-- START Data rows --

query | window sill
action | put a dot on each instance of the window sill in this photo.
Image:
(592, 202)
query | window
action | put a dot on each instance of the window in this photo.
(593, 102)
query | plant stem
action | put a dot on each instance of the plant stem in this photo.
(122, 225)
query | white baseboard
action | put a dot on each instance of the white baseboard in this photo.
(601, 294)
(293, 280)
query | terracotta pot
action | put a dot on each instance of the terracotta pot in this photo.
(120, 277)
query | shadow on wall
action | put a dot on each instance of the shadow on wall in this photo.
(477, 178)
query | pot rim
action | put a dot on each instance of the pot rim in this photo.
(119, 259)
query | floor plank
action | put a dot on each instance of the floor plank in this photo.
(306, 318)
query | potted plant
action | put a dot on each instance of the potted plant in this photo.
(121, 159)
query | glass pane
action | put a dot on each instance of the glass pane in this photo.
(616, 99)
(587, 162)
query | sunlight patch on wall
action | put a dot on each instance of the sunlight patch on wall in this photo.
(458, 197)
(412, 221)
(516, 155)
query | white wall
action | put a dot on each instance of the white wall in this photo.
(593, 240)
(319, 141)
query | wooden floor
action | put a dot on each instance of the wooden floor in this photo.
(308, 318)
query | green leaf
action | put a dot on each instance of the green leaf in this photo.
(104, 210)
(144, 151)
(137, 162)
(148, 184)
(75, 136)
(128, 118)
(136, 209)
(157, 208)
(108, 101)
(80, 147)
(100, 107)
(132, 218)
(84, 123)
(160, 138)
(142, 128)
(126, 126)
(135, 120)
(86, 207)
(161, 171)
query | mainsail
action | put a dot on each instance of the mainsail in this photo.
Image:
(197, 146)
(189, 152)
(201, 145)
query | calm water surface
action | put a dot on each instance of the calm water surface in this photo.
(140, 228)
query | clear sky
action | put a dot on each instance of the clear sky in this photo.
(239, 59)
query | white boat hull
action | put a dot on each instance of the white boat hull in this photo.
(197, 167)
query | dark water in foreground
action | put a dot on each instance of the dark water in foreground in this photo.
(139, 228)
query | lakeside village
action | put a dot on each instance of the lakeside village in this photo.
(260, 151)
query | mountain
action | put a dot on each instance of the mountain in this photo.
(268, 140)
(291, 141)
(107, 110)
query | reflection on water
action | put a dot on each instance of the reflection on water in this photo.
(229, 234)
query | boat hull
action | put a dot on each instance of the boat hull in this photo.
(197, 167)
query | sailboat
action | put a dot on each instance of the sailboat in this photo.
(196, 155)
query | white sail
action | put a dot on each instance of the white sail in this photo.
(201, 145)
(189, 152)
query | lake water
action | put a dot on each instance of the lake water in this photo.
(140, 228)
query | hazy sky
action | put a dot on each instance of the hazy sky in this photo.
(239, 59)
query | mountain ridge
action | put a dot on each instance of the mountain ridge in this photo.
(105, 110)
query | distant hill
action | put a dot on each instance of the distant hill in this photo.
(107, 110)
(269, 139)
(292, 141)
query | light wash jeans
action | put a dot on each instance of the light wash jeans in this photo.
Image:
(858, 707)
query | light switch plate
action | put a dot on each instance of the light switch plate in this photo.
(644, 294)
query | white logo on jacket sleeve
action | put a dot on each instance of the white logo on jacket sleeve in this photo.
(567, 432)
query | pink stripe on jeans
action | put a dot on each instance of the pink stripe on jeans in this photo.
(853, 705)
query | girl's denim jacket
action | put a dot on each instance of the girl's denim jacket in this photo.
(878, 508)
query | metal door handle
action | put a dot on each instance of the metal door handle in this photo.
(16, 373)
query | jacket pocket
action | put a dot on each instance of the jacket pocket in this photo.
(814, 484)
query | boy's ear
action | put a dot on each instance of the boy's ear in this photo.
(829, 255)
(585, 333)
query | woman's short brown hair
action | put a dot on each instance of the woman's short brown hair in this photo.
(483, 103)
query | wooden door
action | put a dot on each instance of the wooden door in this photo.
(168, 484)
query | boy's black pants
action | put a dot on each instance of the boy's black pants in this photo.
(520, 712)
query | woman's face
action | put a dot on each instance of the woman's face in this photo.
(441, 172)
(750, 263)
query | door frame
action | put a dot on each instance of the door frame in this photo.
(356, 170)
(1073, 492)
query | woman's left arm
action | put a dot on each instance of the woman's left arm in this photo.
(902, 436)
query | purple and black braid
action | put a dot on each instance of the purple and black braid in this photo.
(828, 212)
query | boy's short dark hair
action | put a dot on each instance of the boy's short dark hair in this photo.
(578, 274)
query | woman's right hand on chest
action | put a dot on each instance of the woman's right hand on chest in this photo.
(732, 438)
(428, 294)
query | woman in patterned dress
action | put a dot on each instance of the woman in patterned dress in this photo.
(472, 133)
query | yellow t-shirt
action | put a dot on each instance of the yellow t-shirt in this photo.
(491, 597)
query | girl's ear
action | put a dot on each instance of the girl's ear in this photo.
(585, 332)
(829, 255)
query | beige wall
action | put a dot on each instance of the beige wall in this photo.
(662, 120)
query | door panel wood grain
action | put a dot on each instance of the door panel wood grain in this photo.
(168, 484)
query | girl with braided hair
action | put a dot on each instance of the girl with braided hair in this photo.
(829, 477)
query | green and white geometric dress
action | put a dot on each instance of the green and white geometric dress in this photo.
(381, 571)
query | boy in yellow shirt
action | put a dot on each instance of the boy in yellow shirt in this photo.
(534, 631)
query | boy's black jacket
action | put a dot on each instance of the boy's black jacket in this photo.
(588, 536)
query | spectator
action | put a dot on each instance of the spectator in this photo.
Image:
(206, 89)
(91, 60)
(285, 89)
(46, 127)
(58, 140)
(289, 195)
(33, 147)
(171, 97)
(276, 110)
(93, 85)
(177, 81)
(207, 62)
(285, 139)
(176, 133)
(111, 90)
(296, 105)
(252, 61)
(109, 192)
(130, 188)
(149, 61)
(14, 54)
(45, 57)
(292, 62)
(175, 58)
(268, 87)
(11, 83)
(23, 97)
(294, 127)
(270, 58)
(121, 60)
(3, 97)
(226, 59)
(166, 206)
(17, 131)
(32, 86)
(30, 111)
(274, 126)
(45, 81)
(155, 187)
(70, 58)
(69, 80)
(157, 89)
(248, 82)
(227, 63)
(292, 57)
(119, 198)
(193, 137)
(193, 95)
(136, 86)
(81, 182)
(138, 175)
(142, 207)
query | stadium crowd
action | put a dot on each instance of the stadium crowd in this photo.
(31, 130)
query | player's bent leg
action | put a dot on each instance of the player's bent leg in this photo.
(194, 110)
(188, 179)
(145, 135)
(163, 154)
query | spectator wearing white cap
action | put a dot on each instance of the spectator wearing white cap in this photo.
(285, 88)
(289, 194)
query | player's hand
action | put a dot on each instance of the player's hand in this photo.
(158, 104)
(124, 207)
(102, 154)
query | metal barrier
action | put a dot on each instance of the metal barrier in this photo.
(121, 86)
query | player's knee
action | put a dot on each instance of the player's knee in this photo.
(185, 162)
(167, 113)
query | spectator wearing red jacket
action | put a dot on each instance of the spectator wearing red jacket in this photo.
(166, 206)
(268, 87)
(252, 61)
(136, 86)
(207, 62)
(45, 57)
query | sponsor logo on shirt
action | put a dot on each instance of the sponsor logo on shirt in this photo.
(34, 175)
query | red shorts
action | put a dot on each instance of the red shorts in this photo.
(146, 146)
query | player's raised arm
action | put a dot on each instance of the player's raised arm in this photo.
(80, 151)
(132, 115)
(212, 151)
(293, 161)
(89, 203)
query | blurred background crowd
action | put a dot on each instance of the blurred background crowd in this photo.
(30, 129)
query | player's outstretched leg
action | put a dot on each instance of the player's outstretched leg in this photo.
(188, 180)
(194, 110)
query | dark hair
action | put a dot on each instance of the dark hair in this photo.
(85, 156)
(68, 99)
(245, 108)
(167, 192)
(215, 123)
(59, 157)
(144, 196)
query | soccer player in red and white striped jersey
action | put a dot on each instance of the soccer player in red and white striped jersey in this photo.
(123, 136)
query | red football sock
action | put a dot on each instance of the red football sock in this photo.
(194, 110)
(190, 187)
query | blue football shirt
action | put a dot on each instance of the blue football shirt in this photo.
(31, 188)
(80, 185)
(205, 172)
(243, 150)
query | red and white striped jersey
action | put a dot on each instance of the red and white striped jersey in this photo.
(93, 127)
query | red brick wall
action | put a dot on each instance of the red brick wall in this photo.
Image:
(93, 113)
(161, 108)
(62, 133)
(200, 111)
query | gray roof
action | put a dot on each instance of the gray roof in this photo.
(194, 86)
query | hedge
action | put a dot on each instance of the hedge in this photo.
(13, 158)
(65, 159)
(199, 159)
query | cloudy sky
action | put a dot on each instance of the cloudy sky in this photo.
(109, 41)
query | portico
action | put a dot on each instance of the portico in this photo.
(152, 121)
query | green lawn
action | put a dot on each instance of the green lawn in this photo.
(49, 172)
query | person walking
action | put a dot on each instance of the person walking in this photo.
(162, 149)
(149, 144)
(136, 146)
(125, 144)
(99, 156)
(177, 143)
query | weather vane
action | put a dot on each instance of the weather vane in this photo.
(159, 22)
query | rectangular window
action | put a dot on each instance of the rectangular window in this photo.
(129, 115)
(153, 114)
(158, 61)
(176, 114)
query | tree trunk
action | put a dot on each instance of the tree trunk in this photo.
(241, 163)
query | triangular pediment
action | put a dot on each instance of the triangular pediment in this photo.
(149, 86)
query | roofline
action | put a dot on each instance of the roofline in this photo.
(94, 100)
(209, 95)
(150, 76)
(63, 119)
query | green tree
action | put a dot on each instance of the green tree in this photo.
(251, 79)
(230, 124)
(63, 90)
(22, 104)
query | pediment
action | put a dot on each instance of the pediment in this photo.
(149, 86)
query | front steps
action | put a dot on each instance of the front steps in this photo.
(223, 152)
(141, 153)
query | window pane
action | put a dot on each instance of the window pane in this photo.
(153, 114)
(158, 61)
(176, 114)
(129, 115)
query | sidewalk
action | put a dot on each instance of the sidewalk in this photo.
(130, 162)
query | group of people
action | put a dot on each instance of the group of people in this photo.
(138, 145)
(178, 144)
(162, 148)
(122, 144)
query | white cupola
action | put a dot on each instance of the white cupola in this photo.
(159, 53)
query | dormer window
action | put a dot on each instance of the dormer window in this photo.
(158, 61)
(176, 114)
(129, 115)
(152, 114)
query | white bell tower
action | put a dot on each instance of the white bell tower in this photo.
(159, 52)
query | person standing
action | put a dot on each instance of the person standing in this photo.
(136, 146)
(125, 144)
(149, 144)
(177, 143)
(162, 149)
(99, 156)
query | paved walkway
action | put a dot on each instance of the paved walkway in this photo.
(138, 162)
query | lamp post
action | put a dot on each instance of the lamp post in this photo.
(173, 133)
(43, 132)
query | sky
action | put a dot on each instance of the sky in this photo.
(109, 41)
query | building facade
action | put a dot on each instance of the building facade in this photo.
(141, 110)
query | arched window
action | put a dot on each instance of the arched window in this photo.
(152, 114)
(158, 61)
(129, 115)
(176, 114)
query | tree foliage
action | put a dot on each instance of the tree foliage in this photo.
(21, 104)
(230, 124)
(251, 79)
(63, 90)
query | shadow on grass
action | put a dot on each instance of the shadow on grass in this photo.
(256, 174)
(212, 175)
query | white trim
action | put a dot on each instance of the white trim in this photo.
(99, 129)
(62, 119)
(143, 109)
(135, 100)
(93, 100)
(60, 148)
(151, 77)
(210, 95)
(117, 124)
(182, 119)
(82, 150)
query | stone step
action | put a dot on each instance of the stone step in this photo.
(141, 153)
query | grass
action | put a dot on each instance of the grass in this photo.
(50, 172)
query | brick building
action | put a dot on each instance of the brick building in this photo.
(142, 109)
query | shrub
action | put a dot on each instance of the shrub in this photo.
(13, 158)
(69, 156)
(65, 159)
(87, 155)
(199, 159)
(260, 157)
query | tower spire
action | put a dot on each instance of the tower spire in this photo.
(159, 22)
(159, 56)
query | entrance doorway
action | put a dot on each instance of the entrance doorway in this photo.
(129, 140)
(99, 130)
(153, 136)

-- END Data rows --

Reproduce only the lines running from the one that contains "query | lamp post" to the last line of the records.

query | lamp post
action | put a dot on each instance of the lamp post in this photo.
(173, 133)
(43, 132)
query | sky
action | put a dot on each instance of the sky in this photo.
(109, 41)
query | building facade
action | put a dot on each instance of the building facade in this photo.
(141, 110)
query | arched window
action | put a dot on each instance of the arched window in this photo.
(152, 114)
(158, 61)
(129, 115)
(176, 114)
query | tree foliage
action | put a dot on each instance of the tree foliage in this photo.
(21, 104)
(230, 124)
(251, 79)
(63, 90)
query | shadow on grass
action | put a dot on each instance of the shadow on grass in this photo.
(256, 174)
(212, 175)
query | white trim
action | put a dot on each instance of the white trim in this photo.
(99, 129)
(62, 119)
(143, 109)
(135, 100)
(93, 100)
(60, 148)
(151, 77)
(210, 95)
(117, 124)
(182, 119)
(82, 150)
query | stone step
action | put a dot on each instance of the stone step in this photo.
(141, 153)
query | grass
action | put a dot on each instance of the grass in this photo.
(50, 172)
query | brick building
action | put a dot on each instance of the brick building in this photo.
(142, 109)
query | shrub
action | put a dot on each instance of the shrub in this photo.
(13, 158)
(69, 156)
(65, 159)
(87, 155)
(199, 159)
(260, 157)
query | tower spire
action | put a dot on each instance of the tower spire in this photo.
(159, 22)
(159, 56)
query | entrance doorway
action | put a dot on each instance of the entrance doorway in this photo.
(129, 140)
(99, 130)
(153, 136)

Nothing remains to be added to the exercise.